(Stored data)
···

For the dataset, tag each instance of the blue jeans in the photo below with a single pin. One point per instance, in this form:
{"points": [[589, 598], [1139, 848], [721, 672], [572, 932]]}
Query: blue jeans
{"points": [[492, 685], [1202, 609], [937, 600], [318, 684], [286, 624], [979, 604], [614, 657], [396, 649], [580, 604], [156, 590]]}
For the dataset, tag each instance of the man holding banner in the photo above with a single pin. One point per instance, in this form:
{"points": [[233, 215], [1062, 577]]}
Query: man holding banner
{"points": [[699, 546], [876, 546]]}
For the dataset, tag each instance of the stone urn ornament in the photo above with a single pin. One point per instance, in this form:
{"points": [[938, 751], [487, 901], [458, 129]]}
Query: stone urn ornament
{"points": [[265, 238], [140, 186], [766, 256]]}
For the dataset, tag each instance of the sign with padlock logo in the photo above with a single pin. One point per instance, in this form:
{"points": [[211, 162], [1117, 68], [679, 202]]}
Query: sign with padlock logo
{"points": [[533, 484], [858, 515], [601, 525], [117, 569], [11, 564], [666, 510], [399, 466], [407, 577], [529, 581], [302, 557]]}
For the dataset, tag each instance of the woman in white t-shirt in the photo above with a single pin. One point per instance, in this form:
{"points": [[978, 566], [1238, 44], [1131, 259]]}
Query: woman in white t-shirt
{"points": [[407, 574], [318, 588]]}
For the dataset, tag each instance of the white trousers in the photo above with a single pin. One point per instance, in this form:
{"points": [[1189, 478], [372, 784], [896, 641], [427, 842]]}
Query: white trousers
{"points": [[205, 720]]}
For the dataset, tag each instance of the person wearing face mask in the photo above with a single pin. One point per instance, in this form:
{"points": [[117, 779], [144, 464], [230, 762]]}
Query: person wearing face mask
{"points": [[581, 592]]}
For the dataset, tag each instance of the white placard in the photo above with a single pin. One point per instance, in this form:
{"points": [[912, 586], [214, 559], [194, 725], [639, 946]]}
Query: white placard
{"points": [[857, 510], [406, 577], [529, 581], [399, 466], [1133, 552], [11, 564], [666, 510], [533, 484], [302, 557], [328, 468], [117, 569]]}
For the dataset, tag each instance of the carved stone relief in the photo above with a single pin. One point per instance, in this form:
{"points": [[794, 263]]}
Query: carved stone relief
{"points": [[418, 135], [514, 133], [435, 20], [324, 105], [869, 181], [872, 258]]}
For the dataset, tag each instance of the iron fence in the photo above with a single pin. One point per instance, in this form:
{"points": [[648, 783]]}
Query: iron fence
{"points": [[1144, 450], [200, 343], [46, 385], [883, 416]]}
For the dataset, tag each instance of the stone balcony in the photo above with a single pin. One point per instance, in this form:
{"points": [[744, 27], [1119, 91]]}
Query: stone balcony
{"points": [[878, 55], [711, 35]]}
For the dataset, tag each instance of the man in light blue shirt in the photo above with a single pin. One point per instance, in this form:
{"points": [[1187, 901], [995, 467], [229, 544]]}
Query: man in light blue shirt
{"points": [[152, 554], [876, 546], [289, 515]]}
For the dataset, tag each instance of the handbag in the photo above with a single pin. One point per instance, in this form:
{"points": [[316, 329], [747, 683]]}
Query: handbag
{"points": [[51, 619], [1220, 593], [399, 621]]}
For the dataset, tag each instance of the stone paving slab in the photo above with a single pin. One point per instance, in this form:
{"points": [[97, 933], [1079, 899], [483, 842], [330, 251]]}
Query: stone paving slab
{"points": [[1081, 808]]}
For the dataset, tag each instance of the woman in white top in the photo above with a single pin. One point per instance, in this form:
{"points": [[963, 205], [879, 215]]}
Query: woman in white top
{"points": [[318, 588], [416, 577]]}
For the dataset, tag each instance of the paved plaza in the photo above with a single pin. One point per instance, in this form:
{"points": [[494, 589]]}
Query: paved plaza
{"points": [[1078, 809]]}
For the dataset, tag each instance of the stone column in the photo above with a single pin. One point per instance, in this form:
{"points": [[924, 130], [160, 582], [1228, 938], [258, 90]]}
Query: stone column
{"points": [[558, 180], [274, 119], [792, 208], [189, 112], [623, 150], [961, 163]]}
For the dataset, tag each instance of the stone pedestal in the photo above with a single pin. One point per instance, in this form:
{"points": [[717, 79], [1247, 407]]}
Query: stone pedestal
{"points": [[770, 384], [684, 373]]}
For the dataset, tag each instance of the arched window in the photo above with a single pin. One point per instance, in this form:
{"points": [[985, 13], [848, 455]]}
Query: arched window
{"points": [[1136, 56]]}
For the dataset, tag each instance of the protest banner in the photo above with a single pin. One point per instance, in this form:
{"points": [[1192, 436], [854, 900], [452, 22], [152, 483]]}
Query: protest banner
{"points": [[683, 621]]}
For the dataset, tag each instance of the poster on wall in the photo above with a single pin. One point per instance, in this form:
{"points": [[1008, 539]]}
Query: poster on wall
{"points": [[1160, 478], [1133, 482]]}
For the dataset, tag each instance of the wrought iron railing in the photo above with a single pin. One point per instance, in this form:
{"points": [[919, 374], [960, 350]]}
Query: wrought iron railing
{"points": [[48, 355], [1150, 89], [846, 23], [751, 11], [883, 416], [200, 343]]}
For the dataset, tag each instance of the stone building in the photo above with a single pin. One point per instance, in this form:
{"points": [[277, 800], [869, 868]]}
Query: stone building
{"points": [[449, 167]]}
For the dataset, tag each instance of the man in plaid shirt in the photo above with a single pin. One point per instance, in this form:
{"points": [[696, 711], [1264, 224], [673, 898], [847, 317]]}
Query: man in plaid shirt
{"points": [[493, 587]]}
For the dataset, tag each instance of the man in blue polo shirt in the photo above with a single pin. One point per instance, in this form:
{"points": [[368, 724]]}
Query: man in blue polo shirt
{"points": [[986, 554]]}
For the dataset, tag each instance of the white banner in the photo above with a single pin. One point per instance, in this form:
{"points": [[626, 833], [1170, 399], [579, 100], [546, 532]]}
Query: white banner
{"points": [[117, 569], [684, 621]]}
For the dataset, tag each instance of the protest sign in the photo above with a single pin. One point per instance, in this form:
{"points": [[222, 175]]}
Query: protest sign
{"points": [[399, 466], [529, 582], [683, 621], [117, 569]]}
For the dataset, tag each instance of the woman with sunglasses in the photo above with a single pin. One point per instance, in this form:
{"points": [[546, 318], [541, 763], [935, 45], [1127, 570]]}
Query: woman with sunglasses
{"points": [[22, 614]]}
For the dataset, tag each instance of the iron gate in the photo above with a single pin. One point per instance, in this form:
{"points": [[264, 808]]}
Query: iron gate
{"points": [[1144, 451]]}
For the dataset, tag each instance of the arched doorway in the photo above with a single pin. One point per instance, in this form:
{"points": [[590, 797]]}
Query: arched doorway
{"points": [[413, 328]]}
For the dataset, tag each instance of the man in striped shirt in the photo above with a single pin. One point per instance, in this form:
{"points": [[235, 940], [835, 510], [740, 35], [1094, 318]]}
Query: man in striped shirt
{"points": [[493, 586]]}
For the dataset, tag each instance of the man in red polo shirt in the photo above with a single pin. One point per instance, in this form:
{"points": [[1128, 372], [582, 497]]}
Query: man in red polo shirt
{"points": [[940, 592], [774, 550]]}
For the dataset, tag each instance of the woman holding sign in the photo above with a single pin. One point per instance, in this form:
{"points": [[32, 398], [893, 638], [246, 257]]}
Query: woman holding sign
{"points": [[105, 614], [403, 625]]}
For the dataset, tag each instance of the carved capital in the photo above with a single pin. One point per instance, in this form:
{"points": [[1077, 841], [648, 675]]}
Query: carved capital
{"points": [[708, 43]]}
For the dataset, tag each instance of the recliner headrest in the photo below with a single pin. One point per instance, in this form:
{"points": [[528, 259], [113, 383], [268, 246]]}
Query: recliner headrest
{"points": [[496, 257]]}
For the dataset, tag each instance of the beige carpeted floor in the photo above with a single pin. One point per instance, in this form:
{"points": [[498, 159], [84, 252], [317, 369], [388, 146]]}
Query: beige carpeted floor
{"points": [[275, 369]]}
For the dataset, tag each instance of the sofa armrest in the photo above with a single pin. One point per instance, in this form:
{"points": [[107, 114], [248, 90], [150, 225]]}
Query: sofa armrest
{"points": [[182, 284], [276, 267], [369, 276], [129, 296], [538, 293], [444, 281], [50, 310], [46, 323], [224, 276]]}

···

Note each line of the entries that has "below" in it, and copy those lines.

# Written response
For the dataset, tag each instance of the blue jeans in the photo below with a single pin. One point per instance, in this form:
For the dataset, tag each instance of the recliner headrest in the photo below with a single pin. One point per instance, in this form:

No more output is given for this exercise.